**Text excerpt**
In Kissing Christine, Larry and Christine meet for a first date at a Thai restaurant. Their conversation reveals that both parties are emotionally adrift: Christine's appearance has been drastically altered from reconstructive surgery post a traumatic accident, while Larry is a married man who has recently separated from his wife and is struggling with loneliness. As they share their personal histories, they form an unexpected connection rooted in radical transparency. Through mutual vulnerability, the two being to bridge their seas of isolation, as the play concludes with a sweet, albeit tentative emotional connection, symbolized by a kiss.

==Characters==
===Cast===

| Role | Actors Theatre of Louisville, Lousville 1983 | Phoenix Theatre, New York 1996 | Primary Stages, New York 1996 |
|---|---|---|---|
| Eli | Daniel Oreskes | Jud Meyers | Daniel Oreskes |
| Larry/Terry | Christopher Evan Welch | Joe Golden | Jake Weber |
| Christine | Laura Hughes | Pamela Gray | Laura Hughes |
| Server | Elaine C. Bell | Kira Madallo Sesay | Reiko Aylesworth |

==Productions==

===Actors Theatre of Louisville===
Missing/Kissing had its World Premiere at the Actors Theatre of Louisville as part of the 20th annual Humana Festival of New American Plays, running from March 2 through March 30, 1996. Directed by Doug Hughes, the production featured Christopher Evan Welch, Laura Hughes, Elaine C. Bell, and Daniel Oreskes. The creative team included Paul Owen (sets), Jeanette deJong (costumes), T.J. Gerckens (lights), Michael Rasbury (sound), and Ron Riall (props).

===Phoenix Theatre===
Missing/Kissing had its East Coast premiere with Phoenix Theatre Company at the Performing Arts Center at Purchase College, running from September 28 through October 13, 1996.Directed by Maria Mileaf, the production featured Joe Golden, Jud Meyers, Pamela Gray, and Kira Madallo Sesay. The creative team included Paul Owen (sets), Amela Baksic (costumes), Shawn K. Kaufman (lights), and Scott Stauffer (sound).

===Primary Stages===
Missing/Kissing had its Off-Broadway premiere with Primary Stages, in association with producer Seth Gordon, at the 45th Street Theatre. Directed by Shanley, the cast featured Daniel Oreskes, Jake Weber, Laura Hughes, and Reiko Aylesworth. The creative team included Brad Stokes (sets), Laura Bauer (costumes), Brian Nason (lights), David Van Tieghem (original music & sound), and Sally Plass (props).

==Reception==
Missing/Kissing received mixed reviews, with most outlets criticizing "Missing Marisa" and praising "Kissing Christine."

Alvin Klein of The New York Times noted, "Be forewarned that it takes about 22 minutes and an intermission to arrive at Kissing Christine, the better and longer part of an evening that begins and is almost done in by an oblique curtain raiser, Missing Marisa. The first play on the evening's double bill is a puzzlement and a downer. Who is Marisa? Where is she? Is she coming to dinner? If not, how come Eli is roasting a chicken? All too soon, it is easy to ask one's own question: who cares?".

Howard Waxman of Variety offered similar sentiments, writing "The first, shorter, and less clever of the two pieces is “Missing Marisa,” in which two men who imagine themselves to be witty exchange verbal jabs over the meaning of friendship, love and maturity... Food plays an important role in both of John Patrick Shanley's new one-act plays, so it is not out of line to say that the evening offers up a strange combination of several subtle and intriguing Eastern spices embedded in some awfully ripe cheese. Delicious moments are overwhelmed before they can be savored and we leave the table wanting less, not more."

**Brief**
Translate the following sentence from the text on Missing/Kissing into Spanish: "As they share their personal histories, they form an unexpected connection rooted in radical transparency."

**Entries from a data collection**

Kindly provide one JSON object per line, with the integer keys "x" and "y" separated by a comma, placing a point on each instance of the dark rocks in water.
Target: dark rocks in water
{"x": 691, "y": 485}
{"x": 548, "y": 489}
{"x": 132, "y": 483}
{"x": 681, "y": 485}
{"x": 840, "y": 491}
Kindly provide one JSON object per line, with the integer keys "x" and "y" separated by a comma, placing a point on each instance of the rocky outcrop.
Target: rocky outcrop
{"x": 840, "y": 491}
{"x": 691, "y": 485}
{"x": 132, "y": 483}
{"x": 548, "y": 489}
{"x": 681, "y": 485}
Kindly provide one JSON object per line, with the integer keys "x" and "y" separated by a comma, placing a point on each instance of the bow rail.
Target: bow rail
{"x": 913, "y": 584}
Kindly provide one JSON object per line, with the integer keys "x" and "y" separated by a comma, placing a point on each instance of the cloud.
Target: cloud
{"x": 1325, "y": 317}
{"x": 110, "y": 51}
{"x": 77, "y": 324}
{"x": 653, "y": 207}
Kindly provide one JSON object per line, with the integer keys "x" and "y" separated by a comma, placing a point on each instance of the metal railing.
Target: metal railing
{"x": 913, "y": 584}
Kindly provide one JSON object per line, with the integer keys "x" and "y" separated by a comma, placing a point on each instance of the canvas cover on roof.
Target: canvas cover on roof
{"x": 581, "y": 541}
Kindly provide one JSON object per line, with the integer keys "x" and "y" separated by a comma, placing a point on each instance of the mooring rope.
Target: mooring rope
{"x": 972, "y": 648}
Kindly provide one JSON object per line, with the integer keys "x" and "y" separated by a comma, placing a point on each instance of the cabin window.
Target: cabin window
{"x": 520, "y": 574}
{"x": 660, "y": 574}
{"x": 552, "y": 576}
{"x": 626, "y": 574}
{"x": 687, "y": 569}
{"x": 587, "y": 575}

**Task answer**
A medida que comparten sus historias personales, forman una conexión inesperada basada en una transparencia radical.